• _閱讀材料_:
根據 type name 自動創建 Message 的關鍵代碼

好了，萬事具備，開始行動：

用 DescriptorPool::generated_pool() 找到一個 DescriptorPool 對象，它包含了程序編譯的時候所鏈接的全部 protobuf Message types。
用 DescriptorPool::FindMessageTypeByName() 根據 type name 查找 Descriptor。
再用 MessageFactory::generated_factory() 找到 MessageFactory 對象，它能創建程序編譯的時候所鏈接的全部 protobuf Message types。
然后，用 MessageFactory::GetPrototype() 找到具體 Message Type 的 default instance。
最后，用 prototype->New() 創建對象。

示例代碼見 https://github.com/chenshuo/recipes/blob/master/protobuf/codec.h#L69

Message* createMessage(const std::string& typeName)
{
Message* message = NULL;
const Descriptor* descriptor = DescriptorPool::generated_pool()->FindMessageTypeByName(typeName);
if (descriptor)
{
const Message* prototype = MessageFactory::generated_factory()->GetPrototype(descriptor);
if (prototype)

• _所給資料_:
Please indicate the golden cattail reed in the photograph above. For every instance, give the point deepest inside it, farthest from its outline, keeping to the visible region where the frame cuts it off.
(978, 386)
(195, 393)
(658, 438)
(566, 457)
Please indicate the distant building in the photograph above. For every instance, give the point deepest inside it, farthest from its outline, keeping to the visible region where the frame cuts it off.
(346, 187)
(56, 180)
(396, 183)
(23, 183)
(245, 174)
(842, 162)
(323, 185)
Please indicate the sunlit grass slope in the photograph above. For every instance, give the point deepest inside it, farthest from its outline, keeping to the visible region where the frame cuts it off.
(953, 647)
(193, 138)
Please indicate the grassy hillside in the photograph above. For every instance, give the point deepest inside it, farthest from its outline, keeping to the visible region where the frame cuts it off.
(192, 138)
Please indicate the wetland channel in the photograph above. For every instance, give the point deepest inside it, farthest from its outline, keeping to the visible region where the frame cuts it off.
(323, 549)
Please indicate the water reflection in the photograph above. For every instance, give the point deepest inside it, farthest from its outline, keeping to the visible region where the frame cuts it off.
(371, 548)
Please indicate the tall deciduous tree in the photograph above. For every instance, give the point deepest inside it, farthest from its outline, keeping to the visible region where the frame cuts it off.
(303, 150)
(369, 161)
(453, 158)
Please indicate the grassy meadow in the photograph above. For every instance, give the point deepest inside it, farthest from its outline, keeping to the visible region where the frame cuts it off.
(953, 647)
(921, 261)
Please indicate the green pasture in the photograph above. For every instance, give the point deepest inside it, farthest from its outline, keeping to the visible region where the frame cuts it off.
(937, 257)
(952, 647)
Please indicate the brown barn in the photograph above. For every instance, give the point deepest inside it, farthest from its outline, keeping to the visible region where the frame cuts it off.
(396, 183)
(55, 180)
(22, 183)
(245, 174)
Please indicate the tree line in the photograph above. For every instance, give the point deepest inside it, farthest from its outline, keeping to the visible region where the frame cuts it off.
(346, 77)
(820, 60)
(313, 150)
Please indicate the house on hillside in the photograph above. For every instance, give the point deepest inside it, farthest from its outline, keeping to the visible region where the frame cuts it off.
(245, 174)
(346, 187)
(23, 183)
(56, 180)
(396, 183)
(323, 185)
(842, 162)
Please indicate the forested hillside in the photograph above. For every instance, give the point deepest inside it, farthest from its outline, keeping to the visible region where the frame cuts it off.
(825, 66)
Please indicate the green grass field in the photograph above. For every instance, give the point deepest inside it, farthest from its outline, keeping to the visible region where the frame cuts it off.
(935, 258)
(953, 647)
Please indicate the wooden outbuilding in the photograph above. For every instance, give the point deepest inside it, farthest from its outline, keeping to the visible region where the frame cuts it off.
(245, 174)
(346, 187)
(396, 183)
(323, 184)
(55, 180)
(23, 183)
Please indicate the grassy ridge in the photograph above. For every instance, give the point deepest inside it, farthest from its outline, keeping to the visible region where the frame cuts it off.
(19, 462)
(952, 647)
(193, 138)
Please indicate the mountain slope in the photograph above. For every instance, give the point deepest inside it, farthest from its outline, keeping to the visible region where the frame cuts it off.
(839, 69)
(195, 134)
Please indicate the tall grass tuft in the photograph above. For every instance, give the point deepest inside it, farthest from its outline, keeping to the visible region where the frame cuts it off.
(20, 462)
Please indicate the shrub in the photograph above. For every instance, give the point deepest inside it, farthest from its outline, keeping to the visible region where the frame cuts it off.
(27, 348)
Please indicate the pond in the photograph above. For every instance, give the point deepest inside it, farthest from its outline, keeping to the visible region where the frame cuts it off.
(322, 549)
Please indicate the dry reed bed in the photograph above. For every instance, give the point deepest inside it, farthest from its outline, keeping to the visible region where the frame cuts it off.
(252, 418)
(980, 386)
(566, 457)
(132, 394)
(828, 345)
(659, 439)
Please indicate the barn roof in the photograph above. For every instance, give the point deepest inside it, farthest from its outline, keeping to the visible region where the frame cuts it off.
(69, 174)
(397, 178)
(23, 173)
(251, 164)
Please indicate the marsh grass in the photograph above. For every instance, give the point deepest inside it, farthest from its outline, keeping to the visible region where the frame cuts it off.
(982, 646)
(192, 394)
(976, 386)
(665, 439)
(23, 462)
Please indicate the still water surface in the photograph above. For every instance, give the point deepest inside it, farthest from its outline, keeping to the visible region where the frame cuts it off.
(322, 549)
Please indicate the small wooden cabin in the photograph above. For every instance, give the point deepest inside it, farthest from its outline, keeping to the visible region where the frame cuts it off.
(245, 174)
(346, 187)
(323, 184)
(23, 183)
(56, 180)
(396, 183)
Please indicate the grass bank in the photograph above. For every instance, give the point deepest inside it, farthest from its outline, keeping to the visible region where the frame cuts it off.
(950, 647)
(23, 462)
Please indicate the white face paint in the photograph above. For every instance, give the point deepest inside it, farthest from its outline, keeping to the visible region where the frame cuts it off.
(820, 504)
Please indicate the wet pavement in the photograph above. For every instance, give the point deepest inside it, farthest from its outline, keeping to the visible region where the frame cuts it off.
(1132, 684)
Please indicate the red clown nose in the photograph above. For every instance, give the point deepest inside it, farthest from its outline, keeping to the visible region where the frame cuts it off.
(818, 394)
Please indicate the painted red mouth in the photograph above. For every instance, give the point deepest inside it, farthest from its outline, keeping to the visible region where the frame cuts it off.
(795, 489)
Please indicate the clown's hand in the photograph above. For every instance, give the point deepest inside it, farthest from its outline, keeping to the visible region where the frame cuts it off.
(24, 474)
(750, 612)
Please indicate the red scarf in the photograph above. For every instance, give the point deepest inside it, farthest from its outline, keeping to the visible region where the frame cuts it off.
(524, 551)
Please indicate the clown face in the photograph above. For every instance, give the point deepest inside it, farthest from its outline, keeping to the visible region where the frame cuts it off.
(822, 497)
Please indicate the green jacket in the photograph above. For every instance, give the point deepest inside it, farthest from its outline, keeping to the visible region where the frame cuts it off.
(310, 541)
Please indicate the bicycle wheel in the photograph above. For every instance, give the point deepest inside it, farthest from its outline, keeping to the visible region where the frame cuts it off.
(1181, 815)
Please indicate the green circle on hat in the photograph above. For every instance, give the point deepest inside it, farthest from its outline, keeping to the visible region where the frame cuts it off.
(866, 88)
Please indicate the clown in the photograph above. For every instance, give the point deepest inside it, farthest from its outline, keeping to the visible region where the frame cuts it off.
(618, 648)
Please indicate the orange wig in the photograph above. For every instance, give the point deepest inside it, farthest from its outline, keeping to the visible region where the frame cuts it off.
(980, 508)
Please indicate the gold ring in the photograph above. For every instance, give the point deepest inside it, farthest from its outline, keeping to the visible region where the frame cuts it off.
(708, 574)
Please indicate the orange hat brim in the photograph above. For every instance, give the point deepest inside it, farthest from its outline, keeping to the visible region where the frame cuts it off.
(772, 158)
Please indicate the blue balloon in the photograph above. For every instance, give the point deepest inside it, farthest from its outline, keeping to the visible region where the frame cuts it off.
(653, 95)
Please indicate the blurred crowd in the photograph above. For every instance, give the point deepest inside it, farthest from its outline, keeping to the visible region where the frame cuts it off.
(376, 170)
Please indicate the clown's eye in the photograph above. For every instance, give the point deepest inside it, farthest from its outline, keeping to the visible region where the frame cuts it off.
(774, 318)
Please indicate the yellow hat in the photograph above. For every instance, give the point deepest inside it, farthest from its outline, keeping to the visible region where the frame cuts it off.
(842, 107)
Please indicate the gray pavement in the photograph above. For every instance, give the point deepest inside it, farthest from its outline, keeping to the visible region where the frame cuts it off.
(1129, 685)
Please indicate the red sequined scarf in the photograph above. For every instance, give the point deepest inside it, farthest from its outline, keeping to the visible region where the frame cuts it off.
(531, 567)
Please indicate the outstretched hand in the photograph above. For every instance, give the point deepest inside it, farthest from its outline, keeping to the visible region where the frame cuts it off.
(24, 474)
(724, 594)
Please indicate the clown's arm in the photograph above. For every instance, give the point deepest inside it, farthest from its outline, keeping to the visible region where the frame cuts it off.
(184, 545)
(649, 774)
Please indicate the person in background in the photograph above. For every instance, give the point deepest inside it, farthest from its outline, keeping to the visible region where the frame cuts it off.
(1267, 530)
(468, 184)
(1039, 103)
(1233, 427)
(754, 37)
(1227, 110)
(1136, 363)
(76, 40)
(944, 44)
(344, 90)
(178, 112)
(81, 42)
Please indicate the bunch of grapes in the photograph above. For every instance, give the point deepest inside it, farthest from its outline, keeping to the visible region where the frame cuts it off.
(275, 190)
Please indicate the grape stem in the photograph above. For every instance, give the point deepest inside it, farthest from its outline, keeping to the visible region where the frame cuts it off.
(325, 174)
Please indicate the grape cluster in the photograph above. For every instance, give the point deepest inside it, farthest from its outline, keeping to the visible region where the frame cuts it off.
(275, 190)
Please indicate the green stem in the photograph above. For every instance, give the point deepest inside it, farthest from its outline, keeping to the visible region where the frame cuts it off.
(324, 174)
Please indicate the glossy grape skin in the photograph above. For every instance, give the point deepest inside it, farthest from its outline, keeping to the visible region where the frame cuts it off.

• _題目要求_:
- 1) 根據閱讀材料回答以下問題：
(a) 按 type name 查找 Descriptor 時使用哪個函數？
(b) MessageFactory::GetPrototype() 找到的是什麼？
(c) 最後一步用什麼創建對象？
- 2) 在所給條目中，從含有“Please indicate the wet pavement”的那一行開始，一直寫到含有“(1181, 815)”的那一行為止，把這些行原樣抄錄下來，首尾兩行都包括在內。

• _參考答案_:
- 1)
(a) DescriptorPool::FindMessageTypeByName()
(b) 具體 Message Type 的 default instance
(c) prototype->New()

- 2)
Please indicate the wet pavement in the photograph above. For every instance, give the point deepest inside it, farthest from its outline, keeping to the visible region where the frame cuts it off.
(1132, 684)
Please indicate the red clown nose in the photograph above. For every instance, give the point deepest inside it, farthest from its outline, keeping to the visible region where the frame cuts it off.
(818, 394)
Please indicate the painted red mouth in the photograph above. For every instance, give the point deepest inside it, farthest from its outline, keeping to the visible region where the frame cuts it off.
(795, 489)
Please indicate the clown's hand in the photograph above. For every instance, give the point deepest inside it, farthest from its outline, keeping to the visible region where the frame cuts it off.
(24, 474)
(750, 612)
Please indicate the red scarf in the photograph above. For every instance, give the point deepest inside it, farthest from its outline, keeping to the visible region where the frame cuts it off.
(524, 551)
Please indicate the clown face in the photograph above. For every instance, give the point deepest inside it, farthest from its outline, keeping to the visible region where the frame cuts it off.
(822, 497)
Please indicate the green jacket in the photograph above. For every instance, give the point deepest inside it, farthest from its outline, keeping to the visible region where the frame cuts it off.
(310, 541)
Please indicate the bicycle wheel in the photograph above. For every instance, give the point deepest inside it, farthest from its outline, keeping to the visible region where the frame cuts it off.
(1181, 815)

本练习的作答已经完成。